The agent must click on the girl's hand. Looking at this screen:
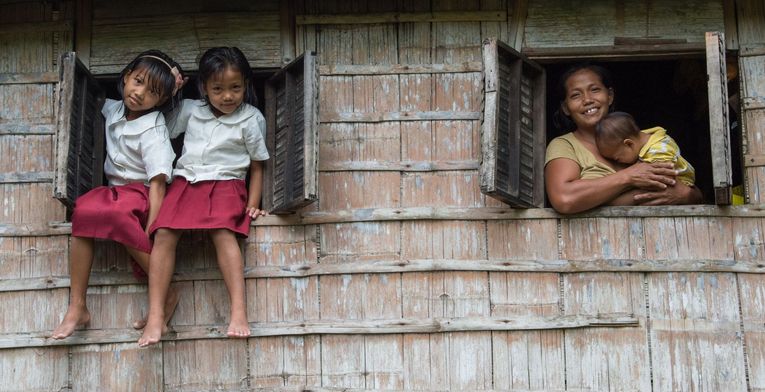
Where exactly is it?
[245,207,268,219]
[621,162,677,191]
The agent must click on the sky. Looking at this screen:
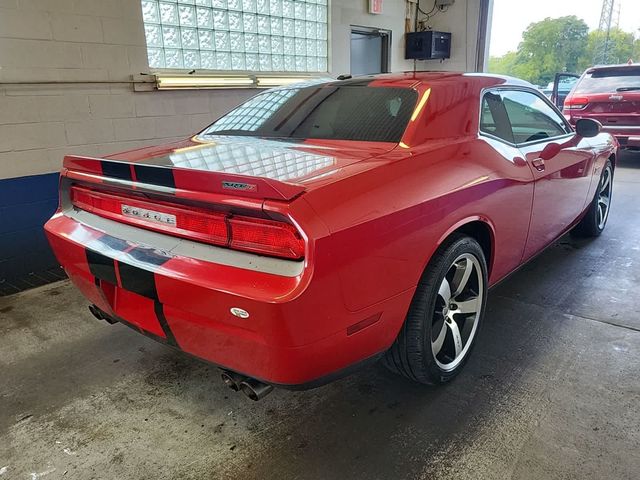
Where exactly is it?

++++++++++++++++++++

■ OPDRACHT:
Zet alle regels van het materiaal hierboven om in een Markdown-tabel met de kolommen "Nr." en "Regel", en sla lege regels over. Laat de afbeeldingen weg uit je antwoord.

■ UITGEVOERDE OPDRACHT:
| Nr. | Regel |
|---|---|
| 1 | The agent must click on the girl's hand. Looking at this screen: |
| 2 | Where exactly is it? |
| 3 | [245,207,268,219] |
| 4 | [621,162,677,191] |
| 5 | The agent must click on the sky. Looking at this screen: |
| 6 | Where exactly is it? |